Data to use >>
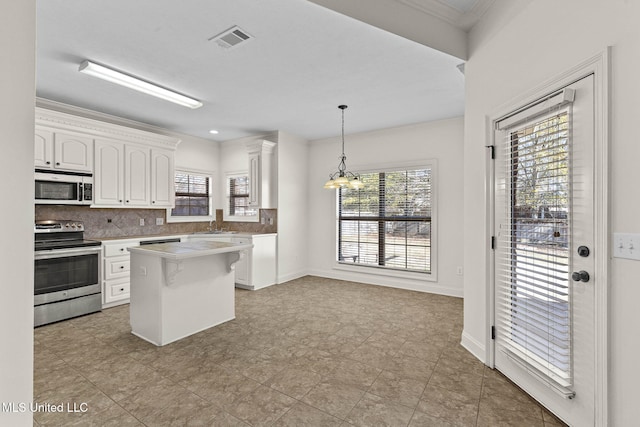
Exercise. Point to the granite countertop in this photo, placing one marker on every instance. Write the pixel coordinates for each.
(183, 250)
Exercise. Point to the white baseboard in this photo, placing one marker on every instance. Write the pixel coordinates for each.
(474, 346)
(390, 281)
(291, 276)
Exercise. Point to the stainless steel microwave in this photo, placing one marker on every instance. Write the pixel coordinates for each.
(63, 188)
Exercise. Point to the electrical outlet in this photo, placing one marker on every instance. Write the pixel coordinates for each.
(626, 245)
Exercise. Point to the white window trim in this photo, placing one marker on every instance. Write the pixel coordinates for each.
(212, 214)
(225, 212)
(379, 271)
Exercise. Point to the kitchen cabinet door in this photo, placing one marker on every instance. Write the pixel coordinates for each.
(108, 185)
(73, 152)
(43, 148)
(162, 178)
(137, 191)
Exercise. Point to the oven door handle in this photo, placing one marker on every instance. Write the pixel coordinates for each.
(62, 253)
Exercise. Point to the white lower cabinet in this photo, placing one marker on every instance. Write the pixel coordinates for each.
(257, 268)
(117, 270)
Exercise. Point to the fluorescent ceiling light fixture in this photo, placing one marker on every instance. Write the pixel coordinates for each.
(134, 83)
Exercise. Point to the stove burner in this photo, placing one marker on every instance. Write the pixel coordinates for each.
(60, 234)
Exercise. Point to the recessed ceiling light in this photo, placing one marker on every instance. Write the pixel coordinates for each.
(134, 83)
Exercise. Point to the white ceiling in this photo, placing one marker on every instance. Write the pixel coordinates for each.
(303, 62)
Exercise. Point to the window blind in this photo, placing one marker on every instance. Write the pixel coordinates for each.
(533, 308)
(387, 223)
(192, 195)
(239, 197)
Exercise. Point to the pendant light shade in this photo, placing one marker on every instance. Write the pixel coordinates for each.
(342, 177)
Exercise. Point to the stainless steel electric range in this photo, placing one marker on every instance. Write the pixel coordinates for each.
(67, 272)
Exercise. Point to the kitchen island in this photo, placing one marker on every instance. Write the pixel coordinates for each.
(179, 289)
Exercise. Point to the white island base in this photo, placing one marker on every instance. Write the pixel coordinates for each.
(179, 289)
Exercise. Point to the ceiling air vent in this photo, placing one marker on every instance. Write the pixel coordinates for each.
(231, 37)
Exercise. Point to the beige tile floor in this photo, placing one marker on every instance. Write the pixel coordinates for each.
(310, 352)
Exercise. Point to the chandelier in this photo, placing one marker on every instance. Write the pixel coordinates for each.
(342, 177)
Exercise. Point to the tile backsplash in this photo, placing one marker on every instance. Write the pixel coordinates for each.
(110, 223)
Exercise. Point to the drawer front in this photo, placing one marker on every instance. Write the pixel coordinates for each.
(117, 267)
(242, 240)
(116, 291)
(118, 249)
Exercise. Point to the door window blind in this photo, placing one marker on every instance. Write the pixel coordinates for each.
(532, 260)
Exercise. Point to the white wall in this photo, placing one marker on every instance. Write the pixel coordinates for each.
(293, 214)
(17, 89)
(507, 59)
(441, 140)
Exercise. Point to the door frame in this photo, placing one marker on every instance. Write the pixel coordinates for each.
(598, 65)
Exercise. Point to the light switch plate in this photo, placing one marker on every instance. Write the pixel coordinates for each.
(626, 245)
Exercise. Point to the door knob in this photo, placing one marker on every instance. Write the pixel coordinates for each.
(580, 276)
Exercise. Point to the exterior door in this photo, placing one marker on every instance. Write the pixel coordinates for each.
(544, 284)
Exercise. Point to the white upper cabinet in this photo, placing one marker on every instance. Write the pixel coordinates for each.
(162, 178)
(108, 186)
(131, 167)
(64, 151)
(73, 152)
(261, 174)
(137, 176)
(43, 149)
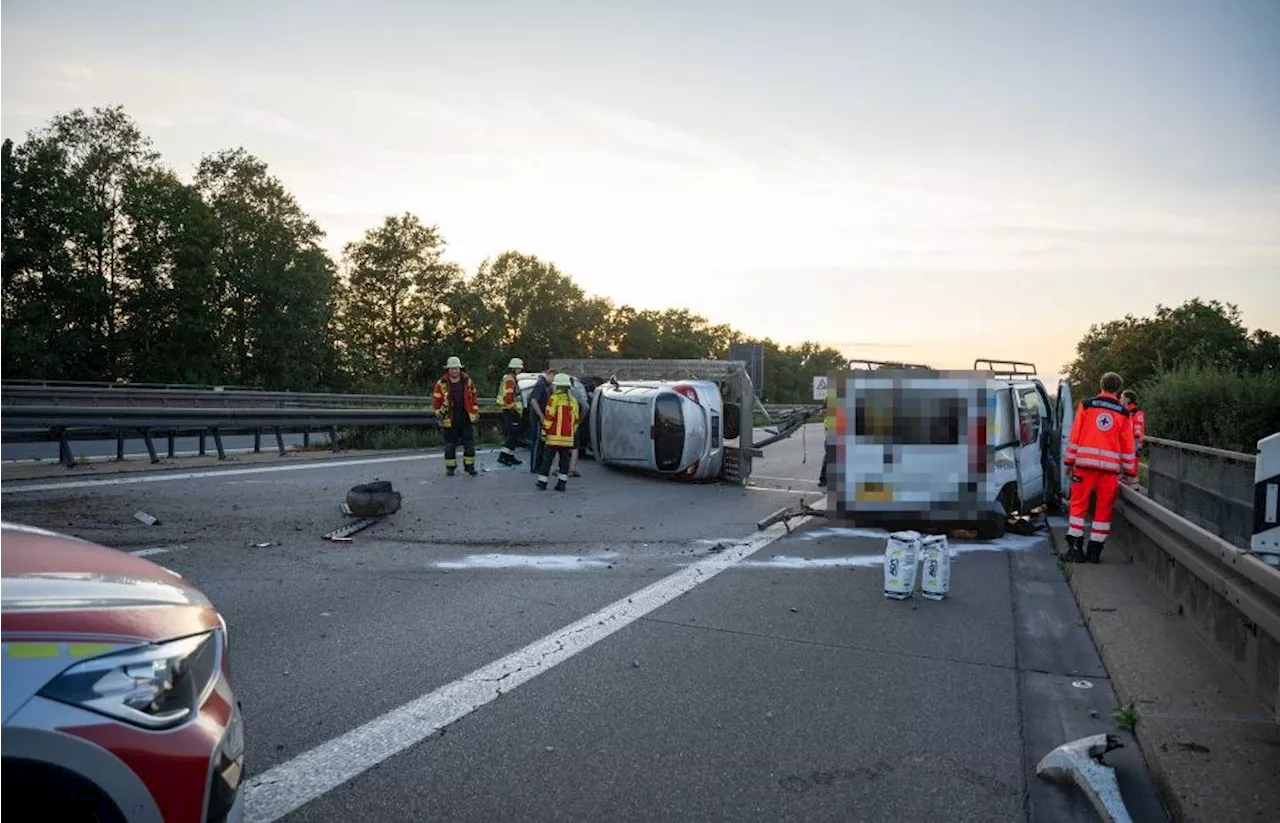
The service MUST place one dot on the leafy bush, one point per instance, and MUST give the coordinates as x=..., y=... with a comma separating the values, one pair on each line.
x=1212, y=406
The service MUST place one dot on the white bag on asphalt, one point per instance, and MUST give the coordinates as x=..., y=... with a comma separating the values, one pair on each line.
x=901, y=556
x=935, y=567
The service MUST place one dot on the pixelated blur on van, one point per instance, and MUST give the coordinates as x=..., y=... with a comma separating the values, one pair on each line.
x=940, y=449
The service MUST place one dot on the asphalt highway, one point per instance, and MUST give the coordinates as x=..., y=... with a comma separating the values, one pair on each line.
x=632, y=649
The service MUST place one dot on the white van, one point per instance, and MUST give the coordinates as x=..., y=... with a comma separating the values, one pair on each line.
x=668, y=428
x=927, y=446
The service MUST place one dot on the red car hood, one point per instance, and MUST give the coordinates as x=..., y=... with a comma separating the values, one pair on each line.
x=53, y=584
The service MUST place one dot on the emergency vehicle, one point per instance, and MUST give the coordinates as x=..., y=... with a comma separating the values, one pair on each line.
x=952, y=448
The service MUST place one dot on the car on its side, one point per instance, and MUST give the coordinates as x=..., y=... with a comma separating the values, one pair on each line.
x=115, y=695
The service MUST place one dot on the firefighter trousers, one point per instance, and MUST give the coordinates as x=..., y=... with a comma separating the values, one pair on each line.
x=549, y=453
x=461, y=431
x=1087, y=483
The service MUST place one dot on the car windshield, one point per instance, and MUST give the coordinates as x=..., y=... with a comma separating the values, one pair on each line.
x=668, y=431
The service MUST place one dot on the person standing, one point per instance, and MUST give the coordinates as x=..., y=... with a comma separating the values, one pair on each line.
x=512, y=406
x=536, y=406
x=1138, y=416
x=1098, y=453
x=457, y=407
x=560, y=424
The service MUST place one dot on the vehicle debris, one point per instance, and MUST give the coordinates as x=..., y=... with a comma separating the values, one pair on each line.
x=1080, y=762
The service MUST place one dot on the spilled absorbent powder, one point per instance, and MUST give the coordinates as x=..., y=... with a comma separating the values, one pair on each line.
x=540, y=562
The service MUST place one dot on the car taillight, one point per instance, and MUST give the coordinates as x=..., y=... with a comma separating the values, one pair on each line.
x=688, y=391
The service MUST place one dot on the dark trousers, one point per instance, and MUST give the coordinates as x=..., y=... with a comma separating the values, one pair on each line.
x=549, y=453
x=461, y=431
x=510, y=430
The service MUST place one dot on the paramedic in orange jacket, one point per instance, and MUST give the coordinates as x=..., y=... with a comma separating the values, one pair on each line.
x=1138, y=416
x=1100, y=451
x=457, y=407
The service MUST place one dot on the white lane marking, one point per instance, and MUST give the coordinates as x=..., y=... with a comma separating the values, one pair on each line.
x=167, y=476
x=556, y=562
x=287, y=786
x=159, y=549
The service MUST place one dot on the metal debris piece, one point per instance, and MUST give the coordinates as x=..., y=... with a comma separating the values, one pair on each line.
x=1080, y=762
x=342, y=534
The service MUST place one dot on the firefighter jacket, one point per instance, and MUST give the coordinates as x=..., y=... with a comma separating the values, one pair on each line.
x=560, y=424
x=1102, y=437
x=1139, y=425
x=443, y=406
x=508, y=394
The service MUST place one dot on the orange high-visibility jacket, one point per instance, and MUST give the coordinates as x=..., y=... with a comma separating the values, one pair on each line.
x=508, y=394
x=1102, y=437
x=561, y=419
x=443, y=407
x=1139, y=425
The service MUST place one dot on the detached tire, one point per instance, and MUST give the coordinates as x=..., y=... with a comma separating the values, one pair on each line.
x=373, y=499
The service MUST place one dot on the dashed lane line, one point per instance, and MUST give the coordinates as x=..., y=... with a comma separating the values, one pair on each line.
x=311, y=775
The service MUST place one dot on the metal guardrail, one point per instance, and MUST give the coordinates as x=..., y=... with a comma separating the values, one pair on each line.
x=1211, y=488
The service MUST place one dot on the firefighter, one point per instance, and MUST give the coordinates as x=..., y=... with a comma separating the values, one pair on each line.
x=512, y=407
x=1097, y=455
x=457, y=407
x=1138, y=416
x=560, y=425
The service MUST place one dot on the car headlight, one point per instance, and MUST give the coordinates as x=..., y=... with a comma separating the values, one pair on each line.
x=155, y=686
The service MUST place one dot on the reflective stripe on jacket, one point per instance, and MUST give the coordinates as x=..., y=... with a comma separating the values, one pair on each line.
x=561, y=420
x=1102, y=437
x=443, y=407
x=508, y=394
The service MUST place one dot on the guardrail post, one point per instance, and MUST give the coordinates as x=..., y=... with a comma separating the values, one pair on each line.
x=64, y=449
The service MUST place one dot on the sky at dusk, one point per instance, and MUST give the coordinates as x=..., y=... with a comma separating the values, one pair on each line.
x=928, y=181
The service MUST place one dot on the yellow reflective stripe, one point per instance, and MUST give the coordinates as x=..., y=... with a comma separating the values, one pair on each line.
x=30, y=650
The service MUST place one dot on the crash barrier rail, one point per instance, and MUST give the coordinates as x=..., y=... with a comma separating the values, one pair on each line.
x=156, y=396
x=1211, y=488
x=63, y=424
x=1232, y=597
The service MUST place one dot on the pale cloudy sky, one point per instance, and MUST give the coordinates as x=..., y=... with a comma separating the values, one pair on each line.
x=919, y=179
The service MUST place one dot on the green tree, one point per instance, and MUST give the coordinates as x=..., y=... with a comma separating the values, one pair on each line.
x=275, y=283
x=396, y=305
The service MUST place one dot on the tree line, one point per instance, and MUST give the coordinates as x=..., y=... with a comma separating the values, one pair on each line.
x=1201, y=375
x=113, y=268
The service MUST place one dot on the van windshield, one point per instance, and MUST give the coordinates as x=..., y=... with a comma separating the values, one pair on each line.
x=910, y=419
x=668, y=431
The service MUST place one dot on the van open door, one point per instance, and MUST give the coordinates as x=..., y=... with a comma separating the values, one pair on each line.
x=1065, y=417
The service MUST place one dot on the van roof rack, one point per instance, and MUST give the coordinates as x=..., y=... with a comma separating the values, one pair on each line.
x=1006, y=367
x=882, y=364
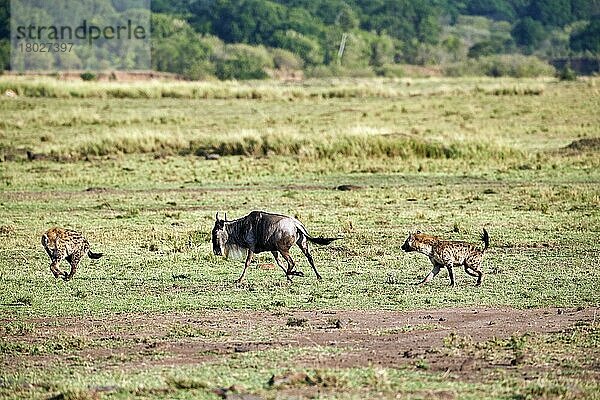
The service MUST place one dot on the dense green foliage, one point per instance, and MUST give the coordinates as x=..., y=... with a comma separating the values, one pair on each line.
x=331, y=37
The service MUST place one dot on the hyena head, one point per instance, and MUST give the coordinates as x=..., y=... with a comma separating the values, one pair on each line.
x=409, y=243
x=219, y=236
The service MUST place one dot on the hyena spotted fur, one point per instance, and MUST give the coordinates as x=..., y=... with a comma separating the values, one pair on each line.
x=448, y=254
x=65, y=244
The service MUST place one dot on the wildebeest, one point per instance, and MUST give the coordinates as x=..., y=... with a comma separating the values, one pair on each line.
x=261, y=231
x=448, y=254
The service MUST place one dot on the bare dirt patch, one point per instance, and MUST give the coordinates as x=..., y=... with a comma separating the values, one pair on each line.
x=429, y=339
x=583, y=145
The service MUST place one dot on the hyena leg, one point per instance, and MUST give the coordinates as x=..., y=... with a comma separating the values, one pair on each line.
x=56, y=259
x=451, y=275
x=473, y=270
x=432, y=274
x=54, y=268
x=246, y=264
x=74, y=261
x=303, y=244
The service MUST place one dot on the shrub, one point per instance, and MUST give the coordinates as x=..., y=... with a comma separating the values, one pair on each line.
x=88, y=76
x=514, y=65
x=567, y=74
x=243, y=62
x=284, y=59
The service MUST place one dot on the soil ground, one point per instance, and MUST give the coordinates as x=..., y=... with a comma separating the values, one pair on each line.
x=360, y=338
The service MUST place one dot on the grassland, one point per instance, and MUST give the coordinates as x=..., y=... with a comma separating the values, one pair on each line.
x=127, y=164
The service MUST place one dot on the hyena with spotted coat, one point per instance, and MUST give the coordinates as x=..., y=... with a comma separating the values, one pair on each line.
x=448, y=254
x=65, y=244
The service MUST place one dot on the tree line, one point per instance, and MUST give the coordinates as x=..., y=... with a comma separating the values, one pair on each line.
x=245, y=39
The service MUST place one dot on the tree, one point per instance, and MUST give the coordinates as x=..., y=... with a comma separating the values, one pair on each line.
x=528, y=33
x=495, y=9
x=551, y=12
x=587, y=39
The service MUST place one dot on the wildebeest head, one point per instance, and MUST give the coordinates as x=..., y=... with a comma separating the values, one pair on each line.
x=219, y=235
x=409, y=243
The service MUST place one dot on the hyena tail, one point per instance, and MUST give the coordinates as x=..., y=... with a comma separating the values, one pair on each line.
x=94, y=256
x=322, y=241
x=485, y=238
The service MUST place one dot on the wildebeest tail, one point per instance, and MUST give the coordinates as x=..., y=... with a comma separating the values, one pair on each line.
x=485, y=238
x=94, y=256
x=321, y=241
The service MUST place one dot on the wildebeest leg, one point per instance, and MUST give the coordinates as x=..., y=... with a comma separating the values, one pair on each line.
x=246, y=264
x=73, y=259
x=432, y=274
x=276, y=255
x=451, y=275
x=288, y=258
x=303, y=244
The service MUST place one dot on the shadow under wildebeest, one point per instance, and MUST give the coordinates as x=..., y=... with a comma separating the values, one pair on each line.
x=261, y=231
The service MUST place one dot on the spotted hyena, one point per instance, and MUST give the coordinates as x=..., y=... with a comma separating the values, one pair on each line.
x=65, y=244
x=448, y=254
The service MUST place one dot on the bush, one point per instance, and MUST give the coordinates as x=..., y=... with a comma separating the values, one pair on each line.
x=567, y=74
x=284, y=59
x=88, y=76
x=243, y=62
x=513, y=65
x=390, y=71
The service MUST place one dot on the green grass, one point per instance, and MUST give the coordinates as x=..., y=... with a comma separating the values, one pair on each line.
x=444, y=156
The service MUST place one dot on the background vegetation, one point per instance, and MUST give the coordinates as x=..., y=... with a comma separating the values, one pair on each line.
x=250, y=39
x=141, y=168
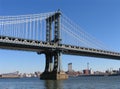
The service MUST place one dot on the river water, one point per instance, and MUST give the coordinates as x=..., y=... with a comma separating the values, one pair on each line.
x=111, y=82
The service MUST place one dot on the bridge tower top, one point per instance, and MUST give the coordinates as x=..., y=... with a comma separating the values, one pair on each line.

Given exercise >> Lay out the rows from the line with "The service MUST place one dot on the emergency" through the line with "x=1087, y=483" as a two-column CSV with the columns "text" and "answer". Give one CSV line per row, putting its text and its answer each in a single quoted field and turning line breaks into spaces.

Right answer >>
text,answer
"The service MUST place one dot on the emergency vehicle, one point per instance, and MUST give the coordinates as x=..., y=... with a comma separating the values, one pair on each line.","x=952, y=448"
"The service MUST place one dot on the car on its side, one point per instance, and MUST give the coordinates as x=..., y=... with a comma separating the values, one pair on each line.","x=115, y=695"
"The service MUST place one dot on the firefighter trousers, one point per instance, and MUST give the coordinates as x=..., y=... with a comma separating the values, one pair on each line.","x=549, y=453 x=461, y=431 x=1087, y=483"